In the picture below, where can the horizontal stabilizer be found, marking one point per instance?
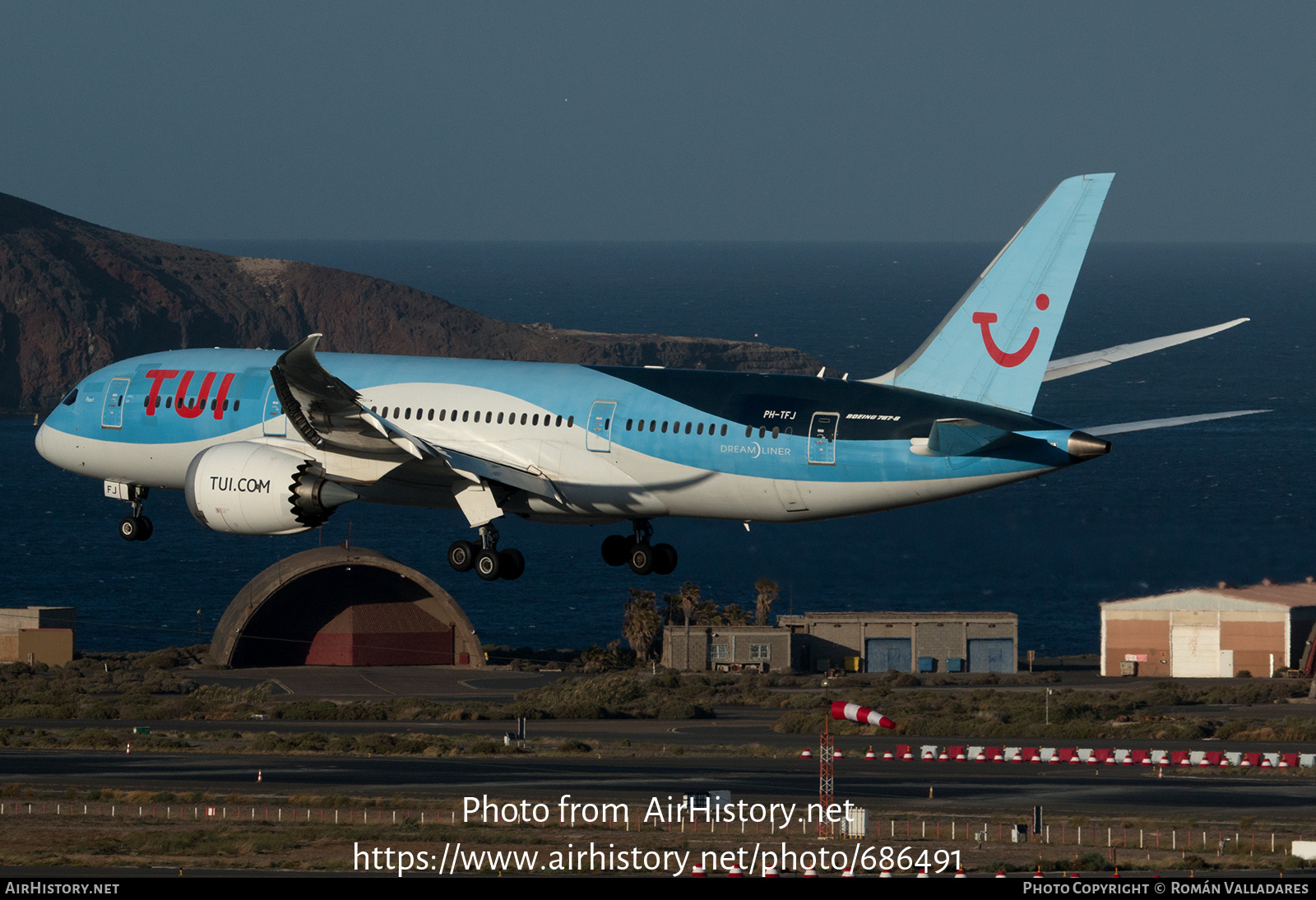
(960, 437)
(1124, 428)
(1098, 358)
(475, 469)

------------------------------------

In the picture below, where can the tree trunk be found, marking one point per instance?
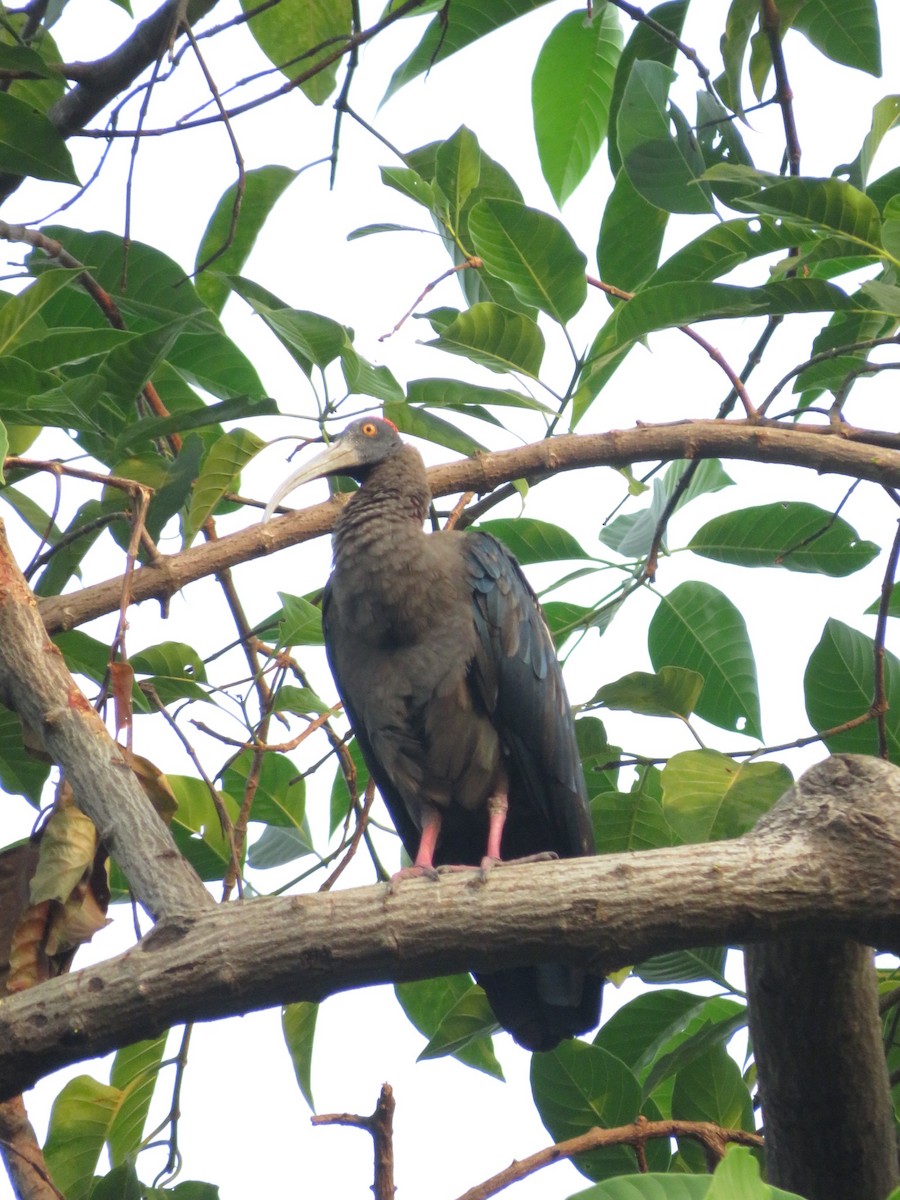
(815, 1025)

------------------------------------

DIE ANFRAGE:
Gib aus den Datensätzen die Zeilen von der Zeile mit „In the picture below, where can the tree“ bis einschließlich der Zeile mit „(815, 1025)“ wortgetreu aus. Lass die Bilder dabei weg.

DAS ERGEBNIS:
In the picture below, where can the tree trunk be found, marking one point per instance?
(815, 1025)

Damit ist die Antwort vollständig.